### DO THIS
List every line in the data below that contains the string "worker". Case counts.

-.-.-

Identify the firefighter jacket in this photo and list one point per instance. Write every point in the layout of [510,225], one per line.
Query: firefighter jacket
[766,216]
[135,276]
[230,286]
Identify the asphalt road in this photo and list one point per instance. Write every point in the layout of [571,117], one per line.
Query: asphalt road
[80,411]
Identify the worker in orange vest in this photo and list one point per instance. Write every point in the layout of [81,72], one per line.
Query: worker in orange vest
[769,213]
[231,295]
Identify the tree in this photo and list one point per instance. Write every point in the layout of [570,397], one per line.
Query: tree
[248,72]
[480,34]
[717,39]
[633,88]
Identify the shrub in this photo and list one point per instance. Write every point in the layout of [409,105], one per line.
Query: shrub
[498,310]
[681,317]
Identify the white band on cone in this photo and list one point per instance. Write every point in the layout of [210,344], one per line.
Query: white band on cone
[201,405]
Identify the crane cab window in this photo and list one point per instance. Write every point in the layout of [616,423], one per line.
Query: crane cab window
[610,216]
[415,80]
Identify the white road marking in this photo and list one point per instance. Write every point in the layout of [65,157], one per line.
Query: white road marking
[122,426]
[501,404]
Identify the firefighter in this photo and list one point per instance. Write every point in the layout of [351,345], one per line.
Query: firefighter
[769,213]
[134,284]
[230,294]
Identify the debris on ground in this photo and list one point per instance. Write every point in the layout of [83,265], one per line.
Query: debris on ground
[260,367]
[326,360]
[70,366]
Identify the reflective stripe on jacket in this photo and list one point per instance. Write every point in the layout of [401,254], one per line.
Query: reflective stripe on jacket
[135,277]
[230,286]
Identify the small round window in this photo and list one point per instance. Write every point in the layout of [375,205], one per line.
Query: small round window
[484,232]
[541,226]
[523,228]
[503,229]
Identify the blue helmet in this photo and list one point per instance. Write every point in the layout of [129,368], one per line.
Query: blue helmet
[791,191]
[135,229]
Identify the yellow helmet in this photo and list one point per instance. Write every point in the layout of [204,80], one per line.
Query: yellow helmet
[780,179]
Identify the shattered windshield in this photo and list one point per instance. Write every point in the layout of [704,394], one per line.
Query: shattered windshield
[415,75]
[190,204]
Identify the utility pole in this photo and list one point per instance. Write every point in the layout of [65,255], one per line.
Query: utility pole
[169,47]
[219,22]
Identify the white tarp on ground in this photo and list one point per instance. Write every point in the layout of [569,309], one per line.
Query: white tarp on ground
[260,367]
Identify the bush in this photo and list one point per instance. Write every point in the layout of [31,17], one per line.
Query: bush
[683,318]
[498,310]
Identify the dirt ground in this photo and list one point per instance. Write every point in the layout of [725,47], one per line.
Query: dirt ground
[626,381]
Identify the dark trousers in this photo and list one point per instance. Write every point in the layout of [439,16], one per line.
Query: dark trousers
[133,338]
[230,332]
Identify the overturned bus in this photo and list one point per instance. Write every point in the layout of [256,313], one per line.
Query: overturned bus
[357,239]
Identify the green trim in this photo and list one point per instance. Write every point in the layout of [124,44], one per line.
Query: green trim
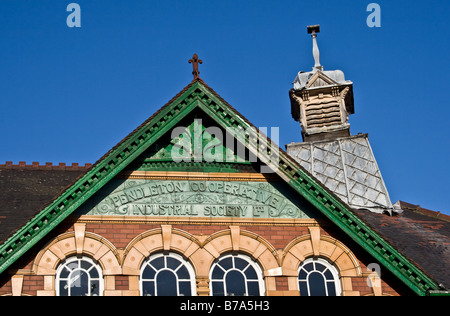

-.-.-

### RESULT OF THIS TASK
Identify the worker in orange vest in this photo and list one point per instance. Write every point in the layout of [81,72], one per line.
Query: worker in orange vest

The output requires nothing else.